EXTRACT>
========================================================================

I found out just how attached to this place I was a year or so ago when Paul's unemployment and my inability to bring in enough money made us seriously look at relocating somewhere else where there might be jobs. I was very resistant to the idea of leaving my house and this area, clinging desperately to the hope that we'd find more work again here. We did eventually, but costs are still high and salaries have lowered; finances are still a big problem. These are tough economic times all over, though, and it still seems to me that things might not be any better in other places. After all, I grew up in a family that chased the dream of better times, better places all over California. And Buckaroo Banzai was right; no matter where you go, there you are. And all of your problems do come with you.

========================================================================

EXERCISE DETAILS> Continue the passage about staying in this area through hard financial times, starting right after its final sentence.

SOURCE DATA>
========================================================================

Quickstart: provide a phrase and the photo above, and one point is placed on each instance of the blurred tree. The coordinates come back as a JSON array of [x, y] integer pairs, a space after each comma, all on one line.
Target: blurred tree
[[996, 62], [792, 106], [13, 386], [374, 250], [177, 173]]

========================================================================

RESPONSE TO THIS TASK>
It doesn't feel sensible, or rational, to have grown so attached to this house, this town, the community of friends that I hold dear, but it's happened slowly over time, imperceptibly. I see clouds out over the Bay sometimes while I'm out running kids around and it makes me take a deep breath or two. I have formed deep friendships here, put down roots, which I used to think I'd never be able to do; having to leave here would be very hard now. I'm not sure if it's a side effect of growing older, having kids or having to take responsibility for a lot of hard things, but sometimes I find myself despairing over local and wider politics and economic situations, which I never did when I was more of a transient presence in places I lived before. I have more at stake now, and I care about what my kids will have to deal with. I find my deepest wish for them is that they have long, happy, fulfilling lives, and if I can help that come about by being more involved in the wider community, then it seems like I have to try. It's really hard; my introvert tendency is to want to back away, but having local friends helps pull me out of my shell.

The leaves are beginning to come out on the trees, which was one of the highlights I was waiting for with the infrared camera. Starting to get some interesting views.

 

This is a high dynamic range image made in Photomatix from three sets of three infrared images each with a spread of -2 to +2, merged together in AutoStitch and tightened up a little in Photoshop. Whew. :)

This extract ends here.